■ Set task A
From the culture section editor's introduction, transcribe the passage starting at "I’m Sofia Vorobei, with" and ending at "or you don’t.".
■ Set task B
Pick up the culture section editor's introduction after its final sentence and write what comes next.

■ Text provided
____
Culture Section Editor 2026

Vergel, Spain

I’m Sofia Vorobei, with a passion for quality cinema. It all started when I was around eight. While watching one of those Nickelodeon sitcoms, I couldn’t stop thinking about how fun it must be for the actors and how I wished I could be part of something like that. Ever since then, I’ve wanted my life to have something to do with it. I’ve wanted to act, create, write, direct…

In middle school, however, my perception of that changed. I wasn’t eight anymore, and I understood that this path is an uphill battle. It’s demanding, messy, and a bit like a lottery: you either get very lucky and win, or you don’t.

Still, that realisation didn’t push me away from my dream; it was simply a reality check. I began to understand that passion alone isn’t enough — it takes hard work and making the most of every resource available, while continuing to improve without rushing the process. The industry may be unpredictable, but I believe that if you truly put everything into something, it has a way of standing out.
____
■ Extracted entries

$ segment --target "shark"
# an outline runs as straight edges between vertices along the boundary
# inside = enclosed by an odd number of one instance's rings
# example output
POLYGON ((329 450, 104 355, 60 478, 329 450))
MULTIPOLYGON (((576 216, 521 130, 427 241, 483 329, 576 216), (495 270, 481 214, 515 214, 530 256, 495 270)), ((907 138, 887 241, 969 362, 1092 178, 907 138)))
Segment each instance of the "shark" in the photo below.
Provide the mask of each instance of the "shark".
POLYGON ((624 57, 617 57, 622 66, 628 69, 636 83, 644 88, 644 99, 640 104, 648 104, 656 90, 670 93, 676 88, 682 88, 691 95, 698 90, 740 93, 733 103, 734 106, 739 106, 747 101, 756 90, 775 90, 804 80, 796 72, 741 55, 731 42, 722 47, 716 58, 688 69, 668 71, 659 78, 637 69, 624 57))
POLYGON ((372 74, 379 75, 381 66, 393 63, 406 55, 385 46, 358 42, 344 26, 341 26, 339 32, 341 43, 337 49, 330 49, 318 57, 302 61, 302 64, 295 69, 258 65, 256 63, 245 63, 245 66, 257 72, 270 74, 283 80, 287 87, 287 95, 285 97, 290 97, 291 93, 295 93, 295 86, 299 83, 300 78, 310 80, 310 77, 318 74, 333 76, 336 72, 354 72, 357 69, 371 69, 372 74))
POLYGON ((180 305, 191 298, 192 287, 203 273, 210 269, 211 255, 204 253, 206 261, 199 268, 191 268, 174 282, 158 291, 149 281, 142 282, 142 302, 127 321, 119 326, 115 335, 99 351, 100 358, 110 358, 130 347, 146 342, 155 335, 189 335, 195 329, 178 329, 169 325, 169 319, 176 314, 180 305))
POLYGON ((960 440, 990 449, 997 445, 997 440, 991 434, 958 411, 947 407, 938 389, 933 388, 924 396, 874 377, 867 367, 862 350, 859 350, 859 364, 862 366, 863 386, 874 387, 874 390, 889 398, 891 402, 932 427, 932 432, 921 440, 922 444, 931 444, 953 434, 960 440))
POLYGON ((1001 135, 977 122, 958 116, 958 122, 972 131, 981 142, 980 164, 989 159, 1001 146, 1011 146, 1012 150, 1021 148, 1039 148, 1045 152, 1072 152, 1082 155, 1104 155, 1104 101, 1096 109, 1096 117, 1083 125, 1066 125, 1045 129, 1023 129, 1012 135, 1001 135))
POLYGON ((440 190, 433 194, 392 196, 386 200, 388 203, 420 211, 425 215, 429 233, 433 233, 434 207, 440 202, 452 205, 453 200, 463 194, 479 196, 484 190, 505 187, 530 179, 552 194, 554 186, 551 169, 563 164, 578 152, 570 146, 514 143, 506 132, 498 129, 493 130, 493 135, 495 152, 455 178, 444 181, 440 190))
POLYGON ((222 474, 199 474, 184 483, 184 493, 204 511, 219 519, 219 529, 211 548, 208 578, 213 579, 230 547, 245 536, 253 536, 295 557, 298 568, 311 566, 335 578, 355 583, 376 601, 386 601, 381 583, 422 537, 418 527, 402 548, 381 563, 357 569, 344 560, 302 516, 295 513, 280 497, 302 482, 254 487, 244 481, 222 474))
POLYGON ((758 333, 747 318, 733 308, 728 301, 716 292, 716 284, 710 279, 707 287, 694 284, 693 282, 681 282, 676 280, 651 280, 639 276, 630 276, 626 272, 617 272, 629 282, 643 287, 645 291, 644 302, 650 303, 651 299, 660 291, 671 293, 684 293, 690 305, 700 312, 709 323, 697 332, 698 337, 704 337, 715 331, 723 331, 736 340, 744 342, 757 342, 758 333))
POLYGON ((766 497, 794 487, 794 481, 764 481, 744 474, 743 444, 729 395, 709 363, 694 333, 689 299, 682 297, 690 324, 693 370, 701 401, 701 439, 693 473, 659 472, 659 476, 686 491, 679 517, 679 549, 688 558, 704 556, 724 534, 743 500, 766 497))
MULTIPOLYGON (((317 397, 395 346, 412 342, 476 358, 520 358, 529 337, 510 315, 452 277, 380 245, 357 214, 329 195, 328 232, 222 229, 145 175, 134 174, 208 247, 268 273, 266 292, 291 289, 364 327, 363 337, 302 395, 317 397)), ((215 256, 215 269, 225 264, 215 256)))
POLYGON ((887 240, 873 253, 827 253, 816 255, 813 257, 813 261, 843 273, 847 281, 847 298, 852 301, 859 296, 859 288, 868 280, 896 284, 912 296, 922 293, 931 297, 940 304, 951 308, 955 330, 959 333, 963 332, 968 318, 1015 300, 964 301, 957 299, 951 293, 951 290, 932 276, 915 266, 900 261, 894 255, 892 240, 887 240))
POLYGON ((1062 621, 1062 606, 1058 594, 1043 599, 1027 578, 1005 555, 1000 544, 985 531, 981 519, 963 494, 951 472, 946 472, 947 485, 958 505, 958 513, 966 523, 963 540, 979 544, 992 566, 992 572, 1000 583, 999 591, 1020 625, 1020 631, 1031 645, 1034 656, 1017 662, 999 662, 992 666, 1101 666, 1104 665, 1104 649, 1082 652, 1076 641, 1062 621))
____
■ Expected answer A
I’m Sofia Vorobei, with a passion for quality cinema. It all started when I was around eight. While watching one of those Nickelodeon sitcoms, I couldn’t stop thinking about how fun it must be for the actors and how I wished I could be part of something like that. Ever since then, I’ve wanted my life to have something to do with it. I’ve wanted to act, create, write, direct…

In middle school, however, my perception of that changed. I wasn’t eight anymore, and I understood that this path is an uphill battle. It’s demanding, messy, and a bit like a lottery: you either get very lucky and win, or you don’t.

■ Expected answer B
I was born in 2009 in Kyiv, Ukraine, and moved to Vergel, Spain, near Valencia, in 2020.

I joined Harbingers’ Magazine in the summer of 2023 and have since written about the intersections of culture, creativity and society. My work with the magazine led to my appointment as Culture Section Editor in March 2025. 

I also serve as Afghanistan Newsroom Editor, roles I continue to hold in 2026, helping shape the magazine’s cultural coverage and coordinate reporting within the newsroom.

I speak Ukrainian, Spanish, English and Russian.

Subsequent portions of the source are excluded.